● **PROBLEM DESCRIPTION**: Can you print the whole listing below line for line, leaving out the pictures?

##### MATERIALS PROVIDED #####

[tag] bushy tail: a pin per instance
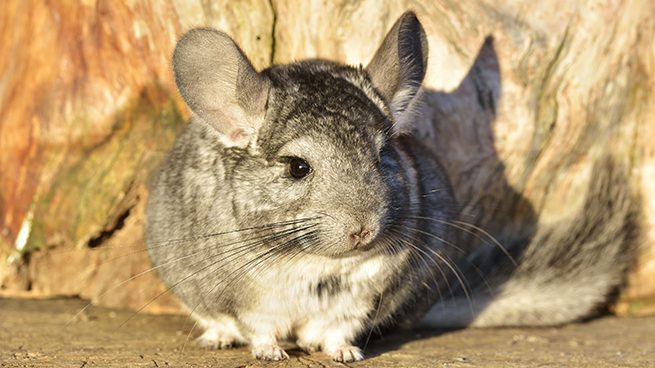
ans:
(564, 272)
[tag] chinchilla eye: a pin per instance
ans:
(298, 168)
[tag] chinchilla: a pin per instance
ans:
(298, 205)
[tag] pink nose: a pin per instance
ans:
(361, 235)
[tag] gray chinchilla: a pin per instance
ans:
(298, 205)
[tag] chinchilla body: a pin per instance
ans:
(298, 204)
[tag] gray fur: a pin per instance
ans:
(258, 256)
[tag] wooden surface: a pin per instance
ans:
(46, 334)
(523, 98)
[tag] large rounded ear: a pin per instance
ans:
(220, 85)
(399, 65)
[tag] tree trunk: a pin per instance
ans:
(523, 98)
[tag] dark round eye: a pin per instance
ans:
(298, 168)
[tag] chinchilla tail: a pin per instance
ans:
(564, 273)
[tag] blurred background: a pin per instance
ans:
(88, 107)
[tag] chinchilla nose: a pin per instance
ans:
(360, 235)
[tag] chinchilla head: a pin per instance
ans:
(309, 140)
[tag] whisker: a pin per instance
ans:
(454, 269)
(460, 225)
(242, 249)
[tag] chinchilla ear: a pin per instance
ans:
(399, 65)
(220, 85)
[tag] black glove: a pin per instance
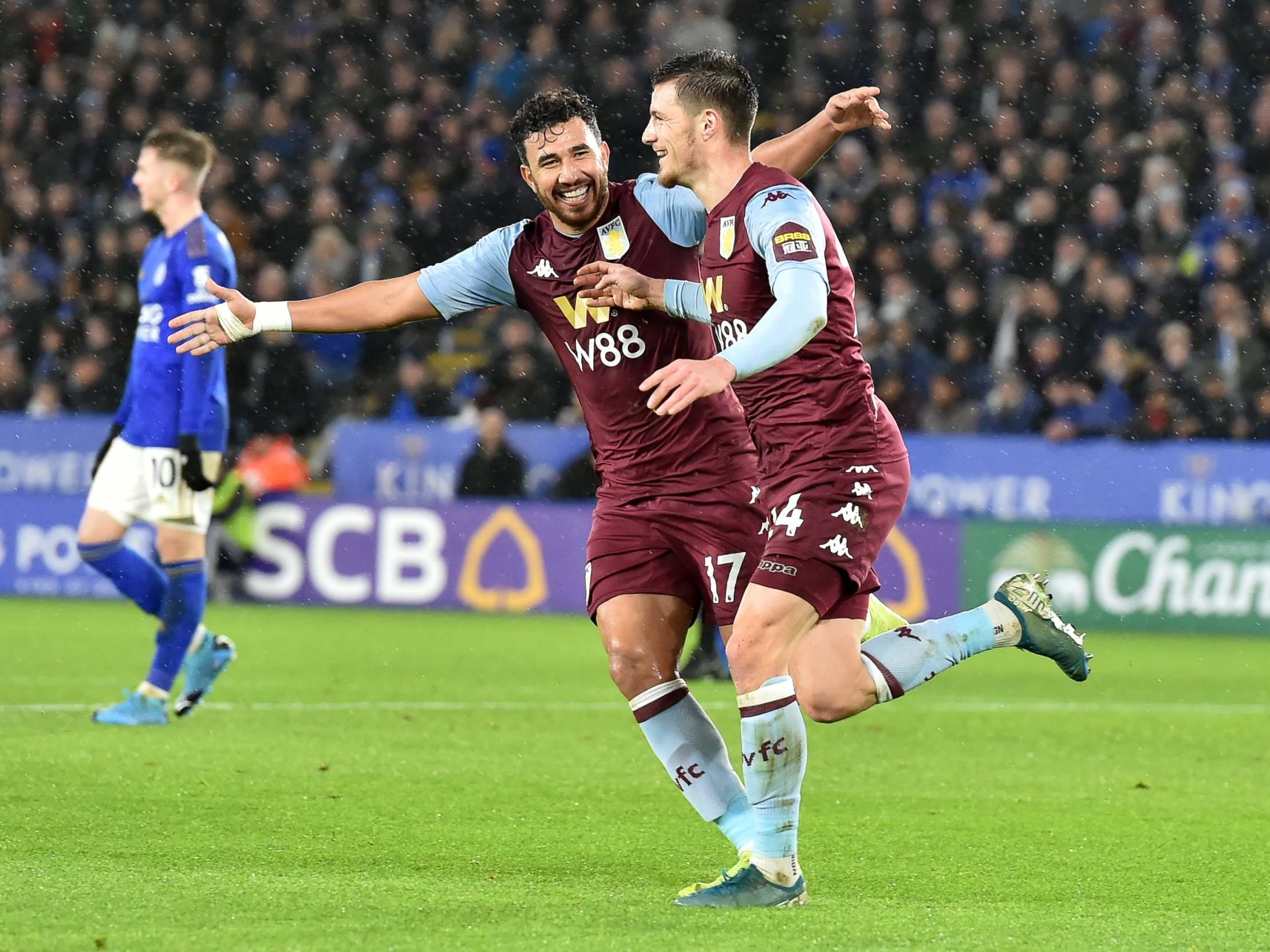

#####

● **THE REPLY**:
[tag] bushy tail: a pin per instance
ans:
(564, 272)
[tag] chinchilla eye: a pin per instance
ans:
(298, 168)
[tag] chinchilla: a pin per instance
ans:
(298, 205)
[tag] pink nose: a pin per instance
ans:
(361, 235)
[tag] gray chinchilla: a pin per instance
ans:
(298, 205)
[tag] chinchilla body: a pin per instance
ans:
(298, 204)
[tag] gray fur: a pin per instance
ans:
(258, 256)
[tag] wooden surface: a pin per instance
ans:
(46, 334)
(523, 98)
[tag] large rounded ear: a pin per instance
ans:
(220, 85)
(399, 65)
[tag] tree trunk: a pin per instance
ans:
(523, 98)
[tag] dark round eye: a pin per instance
ans:
(298, 168)
[tag] chinchilla tail: a pin per instance
ans:
(564, 273)
[tag] blurred background: a pin per instance
ans:
(88, 107)
[tag] chinchilla nose: a pin per instance
ans:
(360, 235)
[tag] chinchilla head: a pin per instance
ans:
(309, 140)
[tag] whisker: a pin per instance
ans:
(454, 269)
(460, 225)
(242, 249)
[tag] chinchilla ear: a pin per instance
ans:
(399, 65)
(220, 85)
[tag] black glove: a pin per instance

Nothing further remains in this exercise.